■ **演習問題 A**
自閉症の人の健康状態に関する文章をもとに、次の問いに答えてください。
(i) ベス・アン・マロウ博士は、どの大学の何の教授ですか。
(ii) クリスティン・ロング博士の所属と役職は何ですか。
(iii) 新しい研究によると、思春期から現れ始める健康状態は、早期成人期になるにつれてどうなりますか。
■ **演習問題 B**
自閉症の人の健康状態についての文章を、最後の文の後から書き継いでください。

- 自閉症の成人にはどんな健康上のリスクがありますか?
- 成人になっても、自閉症の人の健康状態は変化するのですか?
- 医療機関の移行時に、自閉症の人の健康状態をどのようにスクリーニングすべきですか?
新しい研究によれば、自閉症の人に思春期から現れ始める健康状態は、早期成人期になるにつれて、より一般的なものになっていきます。
この研究の結果は、自閉症の子どもたちが成長するにつれて、特に小児科から成人医療への移行時に、これらの状態を継続的にスクリーニングする重要性を強調するものです。
米ヴァンダービルト大学の神経学の教授、ベス・アン・マロウ博士がこの研究を行いました。
「自閉症の人には、精神的な健康状態だけでなく、身体的な健康状態も多く現れます。
これらの状態は、思春期から成人になっても消えることはありません」
成人になれば、小児医療や発達支援から卒業することになります。
この研究に関与していない米ボストン大学心理学および脳科学の准教授クリスティン・ロング博士はこう言います。
「診療分野に関わらず、多くの医療従事者は自閉症の人についてのトレーニングを受けていません。

■ **分析用データ**

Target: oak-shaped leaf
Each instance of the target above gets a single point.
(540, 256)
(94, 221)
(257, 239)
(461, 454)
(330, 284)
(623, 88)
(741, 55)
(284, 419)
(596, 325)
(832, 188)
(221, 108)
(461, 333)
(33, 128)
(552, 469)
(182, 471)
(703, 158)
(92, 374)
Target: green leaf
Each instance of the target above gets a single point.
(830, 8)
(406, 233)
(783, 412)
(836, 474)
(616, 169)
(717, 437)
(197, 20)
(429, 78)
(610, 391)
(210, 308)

■ **解答欄 A**
(i) 米ヴァンダービルト大学の神経学の教授です。
(ii) 米ボストン大学の心理学および脳科学の准教授です。
(iii) より一般的なものになっていきます。

■ **解答欄 B**
自閉症の患者をどのようにサポートすれば良いのかわからないことがあります」
自閉症の成人は、てんかん、肥満、糖尿病、免疫、胃腸、睡眠障害などを含むほとんどの医療状態において、平均以上の有病率を持っています。
それには、うつ病、不安症、双極性障害などの精神状態も含まれます。
自閉症の成人の医療は、そのためにますます重要です。
「Autism Research」誌に掲載されたこの新しい研究で、マロウ博士らの研究チームは、2014年から2019年にかけて医療機関を受診した1418人の自閉症の人たちと6029人の自閉症でない人たちの健康記録データを分析しました。
研究の開始時に14歳だった参加者は19歳まで、17歳だった参加者は22歳まで追跡しました。
研究チームは、十分なサンプルサイズがある生活の質に影響を及ぼす健康状態である、肥満、不安症、ADHD、うつ病、心臓血管、神経、睡眠障害などを追跡対象としました。
その結果、それらの状態の有病率は自閉症の若者、自閉症でない若者、どちらでも年齢とともに増加していましたが、それらすべての状態について、自閉症でない若者よりも自閉症の若者でより一般的になっていました。
14歳の時点では、肥満とADHDが自閉症の男の子では多くなっていましたが、22歳になると、すべての状態について、自閉症の女性が男性よりも多くなっていました。
肥満や脂質異常症(血液中の脂質レベルが高い状態)は、自閉症の若者ではすべての年齢でより多く見られ、自閉症でない若者よりも増加は早く見られました。
「肥満率は、自閉症の人たちではとても高くなっています。
そして、ここでも他の研究で見られるように、思春期から成人にかけて肥満の増加傾向が見られることは懸念されることです」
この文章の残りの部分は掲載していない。